Word for word, transcribe the lines from the one containing "Exercise. Mark every instance of the wooden" through the end of the entries, both included, and nothing else.
>> START
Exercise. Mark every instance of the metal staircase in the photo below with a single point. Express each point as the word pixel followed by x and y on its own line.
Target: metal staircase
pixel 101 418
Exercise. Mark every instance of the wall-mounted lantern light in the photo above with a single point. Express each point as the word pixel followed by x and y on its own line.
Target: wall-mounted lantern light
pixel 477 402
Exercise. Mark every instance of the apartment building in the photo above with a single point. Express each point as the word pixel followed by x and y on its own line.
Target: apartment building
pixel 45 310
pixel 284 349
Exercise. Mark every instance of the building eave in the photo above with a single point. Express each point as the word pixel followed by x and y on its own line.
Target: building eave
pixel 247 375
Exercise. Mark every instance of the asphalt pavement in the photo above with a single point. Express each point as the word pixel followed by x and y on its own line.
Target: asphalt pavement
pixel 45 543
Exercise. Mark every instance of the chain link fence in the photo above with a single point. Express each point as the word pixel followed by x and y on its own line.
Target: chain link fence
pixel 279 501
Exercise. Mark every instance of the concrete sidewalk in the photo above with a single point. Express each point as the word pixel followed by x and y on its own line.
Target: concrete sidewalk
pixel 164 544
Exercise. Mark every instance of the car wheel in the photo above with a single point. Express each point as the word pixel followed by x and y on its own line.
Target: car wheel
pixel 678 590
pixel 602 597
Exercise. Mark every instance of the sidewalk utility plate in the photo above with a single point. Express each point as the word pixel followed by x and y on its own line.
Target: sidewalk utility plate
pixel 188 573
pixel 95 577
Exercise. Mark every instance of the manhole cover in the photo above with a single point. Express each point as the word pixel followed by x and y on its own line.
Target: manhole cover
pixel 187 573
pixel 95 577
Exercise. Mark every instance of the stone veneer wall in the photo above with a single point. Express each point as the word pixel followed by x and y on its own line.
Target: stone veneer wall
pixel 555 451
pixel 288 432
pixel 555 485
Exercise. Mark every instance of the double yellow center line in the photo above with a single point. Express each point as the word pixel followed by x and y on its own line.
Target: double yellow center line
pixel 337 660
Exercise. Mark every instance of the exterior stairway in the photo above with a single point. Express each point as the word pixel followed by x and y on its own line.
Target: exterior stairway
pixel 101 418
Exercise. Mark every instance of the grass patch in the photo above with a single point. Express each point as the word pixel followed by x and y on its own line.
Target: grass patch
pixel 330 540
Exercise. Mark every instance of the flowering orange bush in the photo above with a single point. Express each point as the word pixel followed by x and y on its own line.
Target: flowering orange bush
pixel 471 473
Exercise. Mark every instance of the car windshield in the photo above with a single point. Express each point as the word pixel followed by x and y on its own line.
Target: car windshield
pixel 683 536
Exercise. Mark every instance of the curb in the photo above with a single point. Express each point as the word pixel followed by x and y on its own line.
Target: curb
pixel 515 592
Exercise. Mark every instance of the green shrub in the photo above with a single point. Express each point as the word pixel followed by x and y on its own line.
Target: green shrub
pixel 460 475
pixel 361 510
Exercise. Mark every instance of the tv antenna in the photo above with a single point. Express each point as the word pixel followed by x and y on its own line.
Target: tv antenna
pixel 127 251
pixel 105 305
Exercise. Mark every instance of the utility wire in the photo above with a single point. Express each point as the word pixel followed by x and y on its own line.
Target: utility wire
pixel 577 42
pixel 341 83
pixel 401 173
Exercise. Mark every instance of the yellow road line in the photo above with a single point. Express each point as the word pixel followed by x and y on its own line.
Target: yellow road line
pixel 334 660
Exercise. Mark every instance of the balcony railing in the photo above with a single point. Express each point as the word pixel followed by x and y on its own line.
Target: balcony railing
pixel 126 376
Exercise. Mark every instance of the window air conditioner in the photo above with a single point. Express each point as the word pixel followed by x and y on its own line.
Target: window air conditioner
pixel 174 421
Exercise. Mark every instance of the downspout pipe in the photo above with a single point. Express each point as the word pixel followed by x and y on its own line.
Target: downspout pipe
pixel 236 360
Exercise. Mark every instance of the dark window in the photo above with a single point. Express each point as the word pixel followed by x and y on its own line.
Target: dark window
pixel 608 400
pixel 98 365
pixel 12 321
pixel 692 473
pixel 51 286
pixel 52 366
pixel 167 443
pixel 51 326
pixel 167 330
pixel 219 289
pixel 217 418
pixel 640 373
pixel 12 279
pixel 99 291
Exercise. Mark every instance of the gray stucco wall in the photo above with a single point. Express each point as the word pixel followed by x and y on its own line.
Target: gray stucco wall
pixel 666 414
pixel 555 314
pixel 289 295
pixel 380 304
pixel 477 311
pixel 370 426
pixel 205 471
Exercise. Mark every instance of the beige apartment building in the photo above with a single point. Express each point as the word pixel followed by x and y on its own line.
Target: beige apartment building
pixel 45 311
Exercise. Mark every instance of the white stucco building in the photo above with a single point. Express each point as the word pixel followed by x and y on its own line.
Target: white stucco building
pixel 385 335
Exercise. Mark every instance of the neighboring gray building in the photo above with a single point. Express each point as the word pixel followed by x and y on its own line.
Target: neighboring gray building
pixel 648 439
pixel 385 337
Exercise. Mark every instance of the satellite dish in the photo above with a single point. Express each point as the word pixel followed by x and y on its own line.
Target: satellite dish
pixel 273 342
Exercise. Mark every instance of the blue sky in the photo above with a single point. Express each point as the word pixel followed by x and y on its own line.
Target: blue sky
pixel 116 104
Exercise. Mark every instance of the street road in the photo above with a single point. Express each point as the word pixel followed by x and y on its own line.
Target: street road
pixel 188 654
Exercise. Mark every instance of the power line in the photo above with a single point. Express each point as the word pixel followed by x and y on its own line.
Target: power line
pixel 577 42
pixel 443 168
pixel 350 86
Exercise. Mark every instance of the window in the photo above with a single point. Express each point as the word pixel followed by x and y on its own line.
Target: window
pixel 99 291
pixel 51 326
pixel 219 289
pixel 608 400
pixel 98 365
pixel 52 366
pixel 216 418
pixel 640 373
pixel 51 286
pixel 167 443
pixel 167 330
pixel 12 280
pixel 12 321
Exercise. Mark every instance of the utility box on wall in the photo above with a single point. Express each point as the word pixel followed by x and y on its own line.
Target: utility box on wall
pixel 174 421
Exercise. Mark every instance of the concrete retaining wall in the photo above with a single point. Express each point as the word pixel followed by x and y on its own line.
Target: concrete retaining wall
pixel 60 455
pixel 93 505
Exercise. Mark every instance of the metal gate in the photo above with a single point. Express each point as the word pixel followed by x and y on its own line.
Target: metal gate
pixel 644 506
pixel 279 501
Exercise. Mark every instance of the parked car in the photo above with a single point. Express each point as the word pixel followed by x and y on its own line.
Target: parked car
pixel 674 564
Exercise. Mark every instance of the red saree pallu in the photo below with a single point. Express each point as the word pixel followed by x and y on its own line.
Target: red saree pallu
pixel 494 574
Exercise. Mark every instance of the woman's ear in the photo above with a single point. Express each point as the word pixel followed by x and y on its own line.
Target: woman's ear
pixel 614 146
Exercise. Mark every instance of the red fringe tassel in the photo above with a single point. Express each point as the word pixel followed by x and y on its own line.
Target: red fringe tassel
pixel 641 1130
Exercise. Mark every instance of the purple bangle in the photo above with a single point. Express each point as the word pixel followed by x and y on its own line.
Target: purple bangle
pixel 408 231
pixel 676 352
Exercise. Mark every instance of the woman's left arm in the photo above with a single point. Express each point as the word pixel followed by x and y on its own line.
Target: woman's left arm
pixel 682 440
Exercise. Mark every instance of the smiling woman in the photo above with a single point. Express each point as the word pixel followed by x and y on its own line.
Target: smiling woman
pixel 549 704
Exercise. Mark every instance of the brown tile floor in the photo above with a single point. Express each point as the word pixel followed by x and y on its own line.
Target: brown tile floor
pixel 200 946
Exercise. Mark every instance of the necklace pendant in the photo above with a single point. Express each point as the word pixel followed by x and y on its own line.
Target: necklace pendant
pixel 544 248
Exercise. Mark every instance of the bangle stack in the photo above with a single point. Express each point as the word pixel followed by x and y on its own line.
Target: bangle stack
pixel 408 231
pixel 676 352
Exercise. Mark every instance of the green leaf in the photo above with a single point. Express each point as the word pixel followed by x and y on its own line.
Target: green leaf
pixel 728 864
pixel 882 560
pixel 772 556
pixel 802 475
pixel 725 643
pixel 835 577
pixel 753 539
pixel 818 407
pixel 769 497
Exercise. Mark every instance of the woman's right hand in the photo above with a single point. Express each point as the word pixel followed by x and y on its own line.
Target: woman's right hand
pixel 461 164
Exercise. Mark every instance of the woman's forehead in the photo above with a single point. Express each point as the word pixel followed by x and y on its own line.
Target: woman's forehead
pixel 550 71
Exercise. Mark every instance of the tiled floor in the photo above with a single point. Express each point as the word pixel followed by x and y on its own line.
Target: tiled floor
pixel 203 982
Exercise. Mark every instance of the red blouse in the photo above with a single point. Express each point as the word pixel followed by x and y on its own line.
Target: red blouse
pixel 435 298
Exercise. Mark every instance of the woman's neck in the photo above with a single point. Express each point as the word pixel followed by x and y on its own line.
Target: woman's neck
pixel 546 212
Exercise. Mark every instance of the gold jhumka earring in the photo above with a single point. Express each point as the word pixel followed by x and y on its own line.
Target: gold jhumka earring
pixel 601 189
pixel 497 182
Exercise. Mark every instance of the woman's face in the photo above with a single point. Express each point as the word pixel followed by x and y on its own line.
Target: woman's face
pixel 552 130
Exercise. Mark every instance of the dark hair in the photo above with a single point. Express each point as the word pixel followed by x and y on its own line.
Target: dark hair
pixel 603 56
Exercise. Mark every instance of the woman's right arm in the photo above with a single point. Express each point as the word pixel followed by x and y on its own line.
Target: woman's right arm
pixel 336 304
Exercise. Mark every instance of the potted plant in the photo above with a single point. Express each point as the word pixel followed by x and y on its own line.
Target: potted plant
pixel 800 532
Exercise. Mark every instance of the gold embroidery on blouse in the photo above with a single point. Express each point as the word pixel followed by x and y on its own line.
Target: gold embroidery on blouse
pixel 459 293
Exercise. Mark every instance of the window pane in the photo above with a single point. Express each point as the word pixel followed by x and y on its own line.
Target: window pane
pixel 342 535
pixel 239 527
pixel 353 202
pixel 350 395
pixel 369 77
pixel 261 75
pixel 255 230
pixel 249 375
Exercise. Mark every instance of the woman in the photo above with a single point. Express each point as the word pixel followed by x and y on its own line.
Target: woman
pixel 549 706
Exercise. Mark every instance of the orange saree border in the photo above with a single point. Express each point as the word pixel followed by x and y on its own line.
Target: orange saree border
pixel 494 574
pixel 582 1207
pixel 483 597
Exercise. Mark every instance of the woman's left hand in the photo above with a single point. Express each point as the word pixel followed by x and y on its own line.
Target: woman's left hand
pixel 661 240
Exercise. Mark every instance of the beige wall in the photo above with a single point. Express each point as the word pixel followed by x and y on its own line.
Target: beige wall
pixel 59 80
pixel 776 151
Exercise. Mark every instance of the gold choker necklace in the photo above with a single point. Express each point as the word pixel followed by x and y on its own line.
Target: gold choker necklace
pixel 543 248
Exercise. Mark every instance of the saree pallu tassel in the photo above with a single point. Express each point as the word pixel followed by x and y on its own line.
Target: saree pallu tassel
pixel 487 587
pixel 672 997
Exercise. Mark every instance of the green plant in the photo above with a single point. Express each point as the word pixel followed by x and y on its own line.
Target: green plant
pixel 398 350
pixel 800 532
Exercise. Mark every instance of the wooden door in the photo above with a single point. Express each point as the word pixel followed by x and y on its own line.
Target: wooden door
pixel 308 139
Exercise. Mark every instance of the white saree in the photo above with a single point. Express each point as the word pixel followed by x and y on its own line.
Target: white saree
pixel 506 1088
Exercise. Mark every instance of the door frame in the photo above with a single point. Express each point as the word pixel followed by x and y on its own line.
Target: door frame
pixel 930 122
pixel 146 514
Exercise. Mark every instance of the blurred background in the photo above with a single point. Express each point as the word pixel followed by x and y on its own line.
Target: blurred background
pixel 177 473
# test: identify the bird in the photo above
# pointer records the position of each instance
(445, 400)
>> END
• Correct answer:
Exercise. Mark every instance of the wooden door in the photo above with a single point. Express each point as the word pixel followed by x and y on its own line.
Target: wooden door
pixel 308 139
Exercise. Mark every instance of the white saree in the photo above with a single point. Express each point as the word pixel followed by x and y on its own line.
Target: white saree
pixel 506 1088
Exercise. Mark every instance of the door frame in the photo above with a single point. Express each point as the word pixel followed by x and y on its own line.
Target: door frame
pixel 930 122
pixel 146 514
Exercise. Mark every instance of the blurred background in the photo above with a single point. Express each point as the word pixel followed by x and y on its own line.
Target: blurred background
pixel 177 473
# test: identify the bird in the photo above
# pointer records the position of each instance
(445, 400)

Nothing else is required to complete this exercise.